■ **Work item**:
Continue the article about the 2020 SRE survey, starting after its last sentence.

■ **Selected text**:
# # # # # # #
Site reliability engineers (SREs) are failing to include observability into their process. A new report revealed only 53% of respondents have an observability tool. The top tools SREs are using include monitoring and alerting, dashboarding, and infrastructure as code. 

Additionally, when asked about key responsibilities, SRE’s ignored key aspects of observability such as events, metrics and tracing. 

The 2020 SRE Survey Report was conducted by Catchpoint and the DevOps Institute, and based on more than 600 responses from SREs. According to the report, the lack of observability within SREs is troubling because SRE provides improved service reliability, incident management effectiveness and customer satisfaction. 

The ITOps Observability Guide
Transitioning to SRE

“Solving complex problems and ensuring reliability in today’s highly distributed world can be very difficult and requires greater monitoring and true observability. Prior to the pandemic, most companies had a handle on end-user/customer experience monitoring for distributed systems,” said Mehdi Daoudi, CEO of Catchpoint. “But now with a greater distribution of users comes new challenges and added reliability needs. True observability is the key to ensure reliability and customer experiences for all things distributed.”

The report also found that while Google, who developed the role of SREs, believes SREs should split operations and development work 50/50, SREs were spending about 75% on operations work pre-COVID. When the report went back and asked the same question during the COVID-19 pandemic, there was an additional 10% increase in ops-related activities. In addition, 53% of the respondents felt they were involved too late in the application life cycle.
# # # # # # #
Natural language region descriptions:
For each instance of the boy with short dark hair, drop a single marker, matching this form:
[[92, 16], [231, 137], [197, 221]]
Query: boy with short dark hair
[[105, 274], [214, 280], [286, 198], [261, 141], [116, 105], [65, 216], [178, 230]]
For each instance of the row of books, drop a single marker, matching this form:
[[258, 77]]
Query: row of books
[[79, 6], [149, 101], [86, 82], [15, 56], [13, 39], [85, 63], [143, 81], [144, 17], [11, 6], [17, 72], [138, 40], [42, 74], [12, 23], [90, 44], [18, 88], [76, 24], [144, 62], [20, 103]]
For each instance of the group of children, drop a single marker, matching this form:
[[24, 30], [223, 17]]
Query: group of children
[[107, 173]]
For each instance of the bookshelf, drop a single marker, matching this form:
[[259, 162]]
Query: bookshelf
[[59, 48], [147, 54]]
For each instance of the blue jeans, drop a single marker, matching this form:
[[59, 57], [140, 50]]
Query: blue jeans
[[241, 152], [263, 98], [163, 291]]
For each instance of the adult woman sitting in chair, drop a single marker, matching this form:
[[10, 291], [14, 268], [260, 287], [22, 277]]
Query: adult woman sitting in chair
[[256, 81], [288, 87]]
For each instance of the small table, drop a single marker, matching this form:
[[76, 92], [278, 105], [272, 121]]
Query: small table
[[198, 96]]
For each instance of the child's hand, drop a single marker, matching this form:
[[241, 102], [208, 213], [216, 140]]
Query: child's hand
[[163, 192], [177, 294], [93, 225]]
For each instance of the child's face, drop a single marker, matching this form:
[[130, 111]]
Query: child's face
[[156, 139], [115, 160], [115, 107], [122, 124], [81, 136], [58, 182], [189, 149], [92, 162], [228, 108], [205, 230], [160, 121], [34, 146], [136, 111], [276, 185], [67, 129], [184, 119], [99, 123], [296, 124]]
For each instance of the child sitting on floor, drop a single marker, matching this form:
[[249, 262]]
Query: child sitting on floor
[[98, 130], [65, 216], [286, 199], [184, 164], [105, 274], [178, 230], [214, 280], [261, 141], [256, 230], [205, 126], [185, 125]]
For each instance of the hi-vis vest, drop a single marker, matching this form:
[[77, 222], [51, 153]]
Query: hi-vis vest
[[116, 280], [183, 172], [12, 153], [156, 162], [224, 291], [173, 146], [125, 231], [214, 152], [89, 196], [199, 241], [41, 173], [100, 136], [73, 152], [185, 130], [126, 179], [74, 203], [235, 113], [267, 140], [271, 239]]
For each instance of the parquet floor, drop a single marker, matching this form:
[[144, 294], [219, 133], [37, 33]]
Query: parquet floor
# # # # # # #
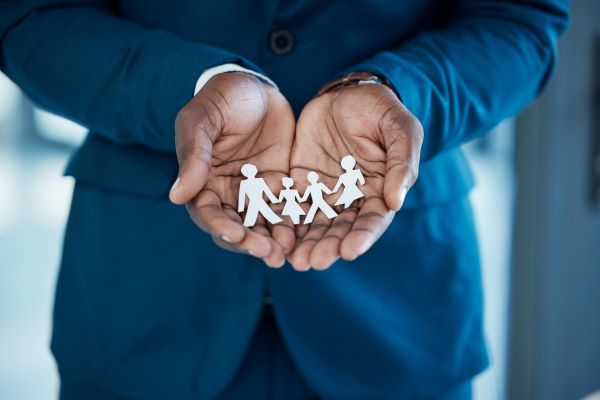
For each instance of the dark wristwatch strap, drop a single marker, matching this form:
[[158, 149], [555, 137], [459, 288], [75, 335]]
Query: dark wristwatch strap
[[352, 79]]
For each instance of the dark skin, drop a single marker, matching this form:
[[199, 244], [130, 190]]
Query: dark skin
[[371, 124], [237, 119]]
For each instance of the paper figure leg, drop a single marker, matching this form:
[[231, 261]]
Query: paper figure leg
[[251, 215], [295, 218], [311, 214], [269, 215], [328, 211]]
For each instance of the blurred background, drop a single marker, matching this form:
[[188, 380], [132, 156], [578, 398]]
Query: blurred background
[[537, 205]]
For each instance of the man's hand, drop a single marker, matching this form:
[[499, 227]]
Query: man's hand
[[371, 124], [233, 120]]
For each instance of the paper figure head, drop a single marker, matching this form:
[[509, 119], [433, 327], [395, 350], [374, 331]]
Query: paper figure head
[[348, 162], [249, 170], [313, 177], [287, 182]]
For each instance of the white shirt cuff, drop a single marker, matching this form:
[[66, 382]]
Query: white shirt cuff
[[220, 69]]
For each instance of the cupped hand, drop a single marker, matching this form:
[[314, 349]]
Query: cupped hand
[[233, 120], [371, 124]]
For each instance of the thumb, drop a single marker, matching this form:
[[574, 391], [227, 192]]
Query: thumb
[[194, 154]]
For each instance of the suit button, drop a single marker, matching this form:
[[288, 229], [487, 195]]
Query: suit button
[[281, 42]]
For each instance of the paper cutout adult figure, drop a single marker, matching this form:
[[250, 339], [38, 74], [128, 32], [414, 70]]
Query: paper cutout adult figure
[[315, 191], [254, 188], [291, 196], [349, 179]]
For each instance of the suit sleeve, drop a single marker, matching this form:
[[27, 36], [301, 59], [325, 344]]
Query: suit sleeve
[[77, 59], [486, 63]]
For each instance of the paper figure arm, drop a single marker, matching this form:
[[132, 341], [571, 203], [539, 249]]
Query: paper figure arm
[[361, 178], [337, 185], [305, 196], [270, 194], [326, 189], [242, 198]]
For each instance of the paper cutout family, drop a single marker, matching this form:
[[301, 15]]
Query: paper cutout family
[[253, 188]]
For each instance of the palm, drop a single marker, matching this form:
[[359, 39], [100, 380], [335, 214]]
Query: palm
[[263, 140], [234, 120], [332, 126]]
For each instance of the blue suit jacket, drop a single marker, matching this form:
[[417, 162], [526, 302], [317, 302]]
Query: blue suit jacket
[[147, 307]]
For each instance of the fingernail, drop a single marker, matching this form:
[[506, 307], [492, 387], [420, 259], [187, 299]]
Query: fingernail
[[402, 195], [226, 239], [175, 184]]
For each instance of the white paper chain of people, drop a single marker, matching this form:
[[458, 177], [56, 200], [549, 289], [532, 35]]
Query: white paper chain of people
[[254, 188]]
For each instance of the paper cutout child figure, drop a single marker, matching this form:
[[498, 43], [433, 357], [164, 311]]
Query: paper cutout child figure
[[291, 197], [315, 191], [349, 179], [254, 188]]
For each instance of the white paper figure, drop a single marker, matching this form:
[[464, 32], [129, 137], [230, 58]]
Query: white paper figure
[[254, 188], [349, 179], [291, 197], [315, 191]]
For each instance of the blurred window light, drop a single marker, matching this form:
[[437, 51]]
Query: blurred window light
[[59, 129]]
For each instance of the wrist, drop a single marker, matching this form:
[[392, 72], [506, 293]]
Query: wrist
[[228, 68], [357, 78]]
# # # # # # #
■ **Task response**:
When looking more at how the role of SREs has changed in the wake of COVID-19, the report found that the workplace is expected to continue being remote even after the pandemic. In 2018, the report found 81% of SREs worked in an office, but the post-pandemic environment shows 50% believe they will continue to work remotely — however working from home comes with a new set of challenges such as a good work/life balance and the ability to stay focused. 

Other challenges SREs are dealing with include spending too much time on manual and repetitive tasks as well as debugging activities.

Based on the findings, the report suggests SREs include consideration for not only code but also networks and third-party services, include work earlier in the development process, and turn previously-ignored challenges into strategic differentiators such as focusing on morale, employee experience and engagement. 

“SRE is one of the most innovative approaches to managing services since the early days of ITIL and is most closely aligned with the principles and practices of Agile and DevOps. The data in this report supports the rising criticality of both SRE as a practice and Site Reliability Engineer as a role for any organization trying to adapt to the digital age,” said Jayne Groll, CEO of the DevOps Institute.